◆ **О ЗАДАНИИ**: Перепишите без изменений фрагмент текста об учебной поездке белорусских аналитических центров в Словакию, начиная со слов «С 23 по 29 ноября» и заканчивая словами «и экономических исследований.».

◆ **ИСХОДНЫЙ ТЕКСТ**:
С 23 по 29 ноября делегация белорусских аналитических центров совершила учебную поездку по Словакии по приглашению объединения словацких аналитических центров — Института гражданской дипломатии (Institute for Civic Diplomacy) при Фонде «Понтис» (Pontis Foundation) и Института общественных отношений (Institute for Public Affairs). Поездка проходила в рамках программы для белорусских исследовательских центров, организованной в надежде на то, что какая-то часть опыта словацких «фабрик мысли» может быть использована белорусскими коллегами. Речь, насколько я понимаю, идет о попытке организации диалога между интеллектуалами Словакии и Беларуси по всем актуальным аспектам социальных, политических и экономических исследований.

Вряд ли данный опыт можно упаковать в одной статье и, тем более, транслировать. Между тем «словацкий опыт» полезен в том смысле, что позволяет выделить определенные направления развития работы аналитических центров в плане их взаимодействия с национальным политическим сообществом и международным научным сообществом. Речь идет не столько о методах и приемах исследований как таковых, сколько о вещах более «приземленных» и практических — формах презентации и популяризации их результатов, техниках взаимодействия аналитических центров друг с другом, гражданским и политическим сообществом, etc.

Описания объектов в свободной форме:
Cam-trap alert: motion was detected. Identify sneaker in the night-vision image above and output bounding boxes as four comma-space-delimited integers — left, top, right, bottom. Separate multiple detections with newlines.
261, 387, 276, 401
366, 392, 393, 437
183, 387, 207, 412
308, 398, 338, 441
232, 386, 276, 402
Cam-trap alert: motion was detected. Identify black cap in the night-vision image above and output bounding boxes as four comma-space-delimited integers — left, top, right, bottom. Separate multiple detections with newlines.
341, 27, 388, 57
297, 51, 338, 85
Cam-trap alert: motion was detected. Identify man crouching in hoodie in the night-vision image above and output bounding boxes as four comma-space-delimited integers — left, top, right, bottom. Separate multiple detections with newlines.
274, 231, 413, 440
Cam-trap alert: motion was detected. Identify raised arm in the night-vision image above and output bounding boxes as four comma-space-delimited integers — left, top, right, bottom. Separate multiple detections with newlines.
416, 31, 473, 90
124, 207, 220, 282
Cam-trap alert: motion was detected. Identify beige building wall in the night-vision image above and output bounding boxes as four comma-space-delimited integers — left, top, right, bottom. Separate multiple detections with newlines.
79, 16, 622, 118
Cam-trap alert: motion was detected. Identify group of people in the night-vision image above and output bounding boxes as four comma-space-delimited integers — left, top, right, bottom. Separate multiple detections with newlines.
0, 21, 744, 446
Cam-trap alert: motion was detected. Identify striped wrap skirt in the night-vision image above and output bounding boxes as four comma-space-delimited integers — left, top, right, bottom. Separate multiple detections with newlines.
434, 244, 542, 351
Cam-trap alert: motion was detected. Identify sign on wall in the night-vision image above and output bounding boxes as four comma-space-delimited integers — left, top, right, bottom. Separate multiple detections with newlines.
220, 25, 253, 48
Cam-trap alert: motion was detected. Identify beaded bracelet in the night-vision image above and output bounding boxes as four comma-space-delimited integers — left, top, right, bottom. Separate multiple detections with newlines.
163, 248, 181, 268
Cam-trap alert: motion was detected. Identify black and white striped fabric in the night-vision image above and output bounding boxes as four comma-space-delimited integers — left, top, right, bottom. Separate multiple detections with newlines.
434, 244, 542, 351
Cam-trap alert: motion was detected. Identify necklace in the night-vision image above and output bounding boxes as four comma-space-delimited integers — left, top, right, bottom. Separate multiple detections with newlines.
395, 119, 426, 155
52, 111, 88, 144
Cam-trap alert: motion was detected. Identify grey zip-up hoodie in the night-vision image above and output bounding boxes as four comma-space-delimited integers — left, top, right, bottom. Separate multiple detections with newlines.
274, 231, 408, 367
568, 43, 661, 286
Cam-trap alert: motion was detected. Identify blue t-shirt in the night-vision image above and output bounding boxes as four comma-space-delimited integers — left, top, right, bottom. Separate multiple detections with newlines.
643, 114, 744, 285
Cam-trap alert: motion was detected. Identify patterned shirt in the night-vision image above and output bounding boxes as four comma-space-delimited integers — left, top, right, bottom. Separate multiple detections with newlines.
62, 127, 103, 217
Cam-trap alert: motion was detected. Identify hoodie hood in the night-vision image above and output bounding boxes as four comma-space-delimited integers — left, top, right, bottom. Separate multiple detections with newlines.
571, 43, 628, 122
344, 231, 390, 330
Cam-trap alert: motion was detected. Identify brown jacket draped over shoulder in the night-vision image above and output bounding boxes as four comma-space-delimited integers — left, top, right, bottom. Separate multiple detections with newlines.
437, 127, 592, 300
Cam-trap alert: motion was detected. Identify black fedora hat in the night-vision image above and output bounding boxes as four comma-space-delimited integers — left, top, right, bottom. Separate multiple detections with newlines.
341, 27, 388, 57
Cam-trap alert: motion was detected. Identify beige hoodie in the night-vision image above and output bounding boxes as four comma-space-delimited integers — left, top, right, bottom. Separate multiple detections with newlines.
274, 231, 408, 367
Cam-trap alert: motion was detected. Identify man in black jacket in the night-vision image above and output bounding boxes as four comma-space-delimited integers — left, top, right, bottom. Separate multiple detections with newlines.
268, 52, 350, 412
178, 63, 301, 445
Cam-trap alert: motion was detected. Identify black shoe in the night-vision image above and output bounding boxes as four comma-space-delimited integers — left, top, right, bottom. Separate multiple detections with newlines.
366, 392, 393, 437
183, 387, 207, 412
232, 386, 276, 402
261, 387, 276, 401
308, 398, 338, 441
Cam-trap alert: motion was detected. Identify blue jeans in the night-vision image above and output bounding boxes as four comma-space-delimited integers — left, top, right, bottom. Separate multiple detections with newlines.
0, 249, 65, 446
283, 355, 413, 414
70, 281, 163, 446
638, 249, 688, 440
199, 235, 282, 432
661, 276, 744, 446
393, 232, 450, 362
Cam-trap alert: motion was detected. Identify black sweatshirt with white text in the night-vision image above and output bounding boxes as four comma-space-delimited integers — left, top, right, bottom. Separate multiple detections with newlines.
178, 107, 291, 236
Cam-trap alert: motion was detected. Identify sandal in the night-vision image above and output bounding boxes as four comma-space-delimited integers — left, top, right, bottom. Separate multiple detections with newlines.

◆ **МЕСТО ДЛЯ ОТВЕТА**:
С 23 по 29 ноября делегация белорусских аналитических центров совершила учебную поездку по Словакии по приглашению объединения словацких аналитических центров — Института гражданской дипломатии (Institute for Civic Diplomacy) при Фонде «Понтис» (Pontis Foundation) и Института общественных отношений (Institute for Public Affairs). Поездка проходила в рамках программы для белорусских исследовательских центров, организованной в надежде на то, что какая-то часть опыта словацких «фабрик мысли» может быть использована белорусскими коллегами. Речь, насколько я понимаю, идет о попытке организации диалога между интеллектуалами Словакии и Беларуси по всем актуальным аспектам социальных, политических и экономических исследований.